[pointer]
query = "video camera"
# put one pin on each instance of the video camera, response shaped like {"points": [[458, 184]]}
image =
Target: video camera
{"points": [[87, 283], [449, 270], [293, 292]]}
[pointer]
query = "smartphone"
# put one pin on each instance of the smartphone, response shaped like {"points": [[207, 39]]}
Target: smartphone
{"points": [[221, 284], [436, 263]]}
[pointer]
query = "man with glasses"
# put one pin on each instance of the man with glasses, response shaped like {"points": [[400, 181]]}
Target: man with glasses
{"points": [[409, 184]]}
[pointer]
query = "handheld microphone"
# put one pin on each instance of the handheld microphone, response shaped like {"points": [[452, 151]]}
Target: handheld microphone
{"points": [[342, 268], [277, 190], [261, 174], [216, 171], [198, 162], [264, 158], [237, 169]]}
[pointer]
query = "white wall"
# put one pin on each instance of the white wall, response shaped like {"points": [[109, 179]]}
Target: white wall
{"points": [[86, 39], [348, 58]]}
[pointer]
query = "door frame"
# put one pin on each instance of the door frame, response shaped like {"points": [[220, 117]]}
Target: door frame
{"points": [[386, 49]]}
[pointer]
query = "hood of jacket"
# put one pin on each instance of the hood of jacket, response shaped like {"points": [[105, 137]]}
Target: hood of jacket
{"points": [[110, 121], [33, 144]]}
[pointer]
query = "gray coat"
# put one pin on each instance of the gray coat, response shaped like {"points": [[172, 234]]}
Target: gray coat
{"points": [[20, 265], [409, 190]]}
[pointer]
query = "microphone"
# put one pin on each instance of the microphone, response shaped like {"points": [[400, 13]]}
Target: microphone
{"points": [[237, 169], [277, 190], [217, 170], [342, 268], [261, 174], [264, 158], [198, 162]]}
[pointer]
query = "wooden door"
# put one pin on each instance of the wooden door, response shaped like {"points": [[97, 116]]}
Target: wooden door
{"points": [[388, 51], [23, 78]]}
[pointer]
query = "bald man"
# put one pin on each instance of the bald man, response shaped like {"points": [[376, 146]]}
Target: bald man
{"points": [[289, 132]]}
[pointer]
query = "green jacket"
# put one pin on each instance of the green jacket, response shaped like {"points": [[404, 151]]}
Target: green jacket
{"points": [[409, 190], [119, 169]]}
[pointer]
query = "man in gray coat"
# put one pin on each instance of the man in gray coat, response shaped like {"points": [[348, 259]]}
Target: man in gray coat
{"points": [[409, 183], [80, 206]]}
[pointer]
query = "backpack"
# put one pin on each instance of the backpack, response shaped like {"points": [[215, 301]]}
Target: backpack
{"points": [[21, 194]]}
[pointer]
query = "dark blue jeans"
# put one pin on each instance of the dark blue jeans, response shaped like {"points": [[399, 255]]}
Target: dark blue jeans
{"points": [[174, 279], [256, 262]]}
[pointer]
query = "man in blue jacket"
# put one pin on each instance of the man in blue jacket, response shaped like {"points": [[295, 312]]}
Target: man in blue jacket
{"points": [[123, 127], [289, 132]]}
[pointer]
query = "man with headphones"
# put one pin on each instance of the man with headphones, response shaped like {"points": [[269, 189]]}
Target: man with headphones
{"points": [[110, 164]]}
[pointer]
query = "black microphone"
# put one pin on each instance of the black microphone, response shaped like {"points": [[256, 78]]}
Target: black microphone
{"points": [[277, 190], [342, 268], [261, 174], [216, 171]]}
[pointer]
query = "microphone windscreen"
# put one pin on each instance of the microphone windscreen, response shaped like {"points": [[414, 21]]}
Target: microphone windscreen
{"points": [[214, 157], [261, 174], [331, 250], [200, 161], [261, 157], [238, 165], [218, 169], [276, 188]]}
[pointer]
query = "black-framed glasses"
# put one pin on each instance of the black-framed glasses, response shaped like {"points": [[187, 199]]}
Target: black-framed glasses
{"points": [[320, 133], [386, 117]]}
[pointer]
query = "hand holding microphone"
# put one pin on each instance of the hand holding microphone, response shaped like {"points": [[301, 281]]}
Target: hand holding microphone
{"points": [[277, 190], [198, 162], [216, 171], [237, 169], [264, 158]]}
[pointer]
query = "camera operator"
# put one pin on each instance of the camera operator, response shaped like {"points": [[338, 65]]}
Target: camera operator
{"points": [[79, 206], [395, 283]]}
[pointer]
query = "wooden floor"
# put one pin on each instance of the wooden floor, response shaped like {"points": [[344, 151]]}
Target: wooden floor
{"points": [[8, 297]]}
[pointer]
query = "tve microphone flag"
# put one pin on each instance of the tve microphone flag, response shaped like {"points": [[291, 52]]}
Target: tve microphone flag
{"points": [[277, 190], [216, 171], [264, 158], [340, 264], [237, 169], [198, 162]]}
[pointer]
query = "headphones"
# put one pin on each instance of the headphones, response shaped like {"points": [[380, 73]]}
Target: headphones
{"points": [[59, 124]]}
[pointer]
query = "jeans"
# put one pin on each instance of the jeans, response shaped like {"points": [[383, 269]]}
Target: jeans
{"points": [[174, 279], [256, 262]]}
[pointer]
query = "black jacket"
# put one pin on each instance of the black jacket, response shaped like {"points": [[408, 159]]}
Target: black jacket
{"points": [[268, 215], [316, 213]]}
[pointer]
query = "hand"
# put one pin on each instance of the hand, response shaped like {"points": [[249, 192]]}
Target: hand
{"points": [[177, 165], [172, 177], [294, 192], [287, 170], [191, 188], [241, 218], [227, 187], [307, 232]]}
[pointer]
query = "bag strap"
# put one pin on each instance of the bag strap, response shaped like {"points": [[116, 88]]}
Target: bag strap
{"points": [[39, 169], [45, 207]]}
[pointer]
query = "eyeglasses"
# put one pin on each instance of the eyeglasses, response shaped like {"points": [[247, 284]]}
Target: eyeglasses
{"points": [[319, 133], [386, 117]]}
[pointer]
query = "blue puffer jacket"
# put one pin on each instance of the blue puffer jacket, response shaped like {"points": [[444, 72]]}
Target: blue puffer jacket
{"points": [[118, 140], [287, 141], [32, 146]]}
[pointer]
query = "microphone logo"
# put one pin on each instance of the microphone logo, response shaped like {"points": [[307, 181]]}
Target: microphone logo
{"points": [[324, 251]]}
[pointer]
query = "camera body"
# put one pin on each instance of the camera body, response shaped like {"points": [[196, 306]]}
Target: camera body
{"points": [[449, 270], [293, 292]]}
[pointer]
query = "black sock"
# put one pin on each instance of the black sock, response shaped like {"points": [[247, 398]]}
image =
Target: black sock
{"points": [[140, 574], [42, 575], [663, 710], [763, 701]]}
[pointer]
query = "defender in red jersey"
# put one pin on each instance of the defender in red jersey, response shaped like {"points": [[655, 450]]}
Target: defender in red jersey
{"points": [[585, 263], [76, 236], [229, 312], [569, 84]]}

____________

* **TASK ITEM**
Precisely reproduce all the entries shown above.

* **ANSWER BOX**
[pointer]
query = "video camera"
# put one pin on each instance of the video camera, response shaped like {"points": [[458, 184]]}
image =
Target: video camera
{"points": [[87, 283], [449, 270], [293, 292]]}
[pointer]
query = "smartphone"
# put one pin on each instance of the smartphone, response shaped like {"points": [[207, 39]]}
Target: smartphone
{"points": [[221, 284], [436, 263]]}
[pointer]
query = "man with glasses"
# put one pin on each instance of the man with glasses, response shaped like {"points": [[400, 181]]}
Target: man with glasses
{"points": [[409, 184]]}
[pointer]
query = "handheld microphone"
# put one pin on each instance of the handheld microphone, response shaped like {"points": [[452, 151]]}
Target: handheld microphone
{"points": [[342, 268], [277, 190], [261, 174], [216, 171], [198, 162], [264, 158], [237, 169]]}
[pointer]
query = "white wall"
# put one pin on each instance of the white wall, response shaped like {"points": [[109, 179]]}
Target: white wall
{"points": [[86, 39], [348, 58]]}
[pointer]
query = "door frame"
# put one pin on each instance of the door frame, response shaped like {"points": [[220, 117]]}
Target: door frame
{"points": [[386, 49]]}
[pointer]
query = "hood of jacket"
# put one pin on each instance of the hood of jacket, response shaped like {"points": [[105, 137]]}
Target: hood of jacket
{"points": [[110, 121], [33, 144]]}
[pointer]
query = "gray coat"
# put one pin on each instance of the gray coat, response shaped like {"points": [[172, 234]]}
Target: gray coat
{"points": [[20, 265], [409, 190]]}
[pointer]
query = "microphone"
# put one pin on each instance of the microphone, response shaped like {"points": [[400, 13]]}
Target: microphone
{"points": [[237, 169], [277, 190], [217, 170], [342, 268], [261, 174], [264, 158], [198, 162]]}
[pointer]
query = "wooden door"
# put one pin on each instance of the wooden door, response shaped like {"points": [[97, 116]]}
Target: wooden door
{"points": [[388, 51], [23, 78]]}
[pointer]
query = "bald man"
# put one pin on each instance of the bald man, response shaped like {"points": [[376, 146]]}
Target: bald man
{"points": [[289, 132]]}
[pointer]
query = "green jacket"
# put one pin on each instance of the green jacket, response shaped like {"points": [[404, 151]]}
Target: green jacket
{"points": [[409, 190], [119, 169]]}
[pointer]
query = "man in gray coat"
# put one pin on each instance of the man in gray coat, response shaped like {"points": [[348, 259]]}
Target: man in gray coat
{"points": [[409, 183], [80, 206]]}
[pointer]
query = "backpack"
# put one pin on each instance of the backpack, response shaped like {"points": [[215, 301]]}
Target: backpack
{"points": [[21, 194]]}
[pointer]
query = "dark blue jeans"
# put one pin on each instance of the dark blue jeans, response shaped like {"points": [[399, 255]]}
Target: dark blue jeans
{"points": [[174, 279], [256, 262]]}
[pointer]
query = "man in blue jacket"
# put one pin on each instance of the man in blue jacket, response shaped like {"points": [[295, 312]]}
Target: man in blue jacket
{"points": [[123, 127], [289, 132]]}
[pointer]
query = "man with headphones"
# put one pin on each instance of the man with headphones, response shaped like {"points": [[269, 189]]}
Target: man with headphones
{"points": [[110, 164]]}
[pointer]
query = "black microphone"
# put one pin on each instance of the black microphone, response shaped like {"points": [[256, 78]]}
Target: black microphone
{"points": [[277, 190], [342, 268], [261, 174], [216, 171]]}
[pointer]
query = "microphone windscreen"
# put one pin on each instance of the microphone windscreen, response shaped like {"points": [[414, 21]]}
Target: microphone windscreen
{"points": [[214, 157], [261, 174], [331, 250], [200, 161], [261, 157], [238, 165], [218, 169], [276, 188]]}
[pointer]
query = "black-framed glasses"
# put one pin on each instance of the black-framed glasses, response shaped like {"points": [[187, 199]]}
Target: black-framed glasses
{"points": [[320, 133], [386, 117]]}
[pointer]
query = "hand holding microphone"
# put one pin on each instance of the hand holding microphone, response shaped like {"points": [[301, 281]]}
Target: hand holding microphone
{"points": [[277, 190], [198, 162], [216, 171], [237, 169], [264, 158]]}
[pointer]
query = "camera operator"
# put one pin on each instance of the camera operator, response shaped like {"points": [[338, 65]]}
Target: camera operator
{"points": [[79, 206], [395, 283]]}
[pointer]
query = "wooden floor"
# put one pin on each instance of the wooden floor, response shaped like {"points": [[344, 151]]}
Target: wooden floor
{"points": [[8, 297]]}
[pointer]
query = "tve microphone flag"
# put one pin on each instance of the tve microphone flag, response shaped like {"points": [[291, 52]]}
Target: tve microphone flag
{"points": [[277, 190], [216, 171], [264, 158], [340, 264], [237, 169], [198, 162]]}
[pointer]
query = "headphones"
# put one pin on each instance of the headphones, response shaped like {"points": [[380, 73]]}
Target: headphones
{"points": [[59, 124]]}
[pointer]
query = "jeans"
# put one pin on each instance of the jeans, response shaped like {"points": [[383, 269]]}
Target: jeans
{"points": [[174, 279], [256, 262]]}
[pointer]
query = "black jacket"
# put one pin on each instance of the black jacket, response shaped like {"points": [[408, 159]]}
Target: black jacket
{"points": [[268, 215], [316, 213]]}
[pointer]
query = "hand"
# put one pin on each instance of the hand, response shaped like {"points": [[249, 192]]}
Target: hand
{"points": [[177, 165], [172, 177], [294, 192], [287, 170], [191, 188], [241, 218], [227, 187], [307, 232]]}
[pointer]
query = "bag strap"
# put one pin on each instance of the bag strap, response shaped like {"points": [[116, 88]]}
Target: bag strap
{"points": [[39, 169], [45, 207]]}
[pointer]
query = "eyeglasses"
# put one pin on each instance of the eyeglasses, response shaped like {"points": [[247, 284]]}
Target: eyeglasses
{"points": [[319, 133], [386, 117]]}
[pointer]
query = "blue puffer jacket"
# put one pin on each instance of the blue puffer jacket, response shaped like {"points": [[444, 72]]}
Target: blue puffer jacket
{"points": [[118, 140], [287, 141], [32, 146]]}
[pointer]
query = "microphone logo"
# put one pin on each instance of the microphone logo, response shaped like {"points": [[307, 181]]}
Target: microphone logo
{"points": [[324, 251]]}
[pointer]
query = "camera body"
# put one pin on each instance of the camera body, response shaped like {"points": [[196, 306]]}
Target: camera body
{"points": [[449, 270], [293, 292]]}
[pointer]
query = "black sock"
# put one pin on each instance of the black sock, response shaped like {"points": [[247, 398]]}
image =
Target: black sock
{"points": [[140, 574], [42, 575], [663, 710], [763, 701]]}
[pointer]
query = "defender in red jersey"
# put one pin on each instance of the defender in red jersey, response shaped like {"points": [[655, 450]]}
Target: defender in red jersey
{"points": [[585, 263], [76, 236], [229, 312], [569, 84]]}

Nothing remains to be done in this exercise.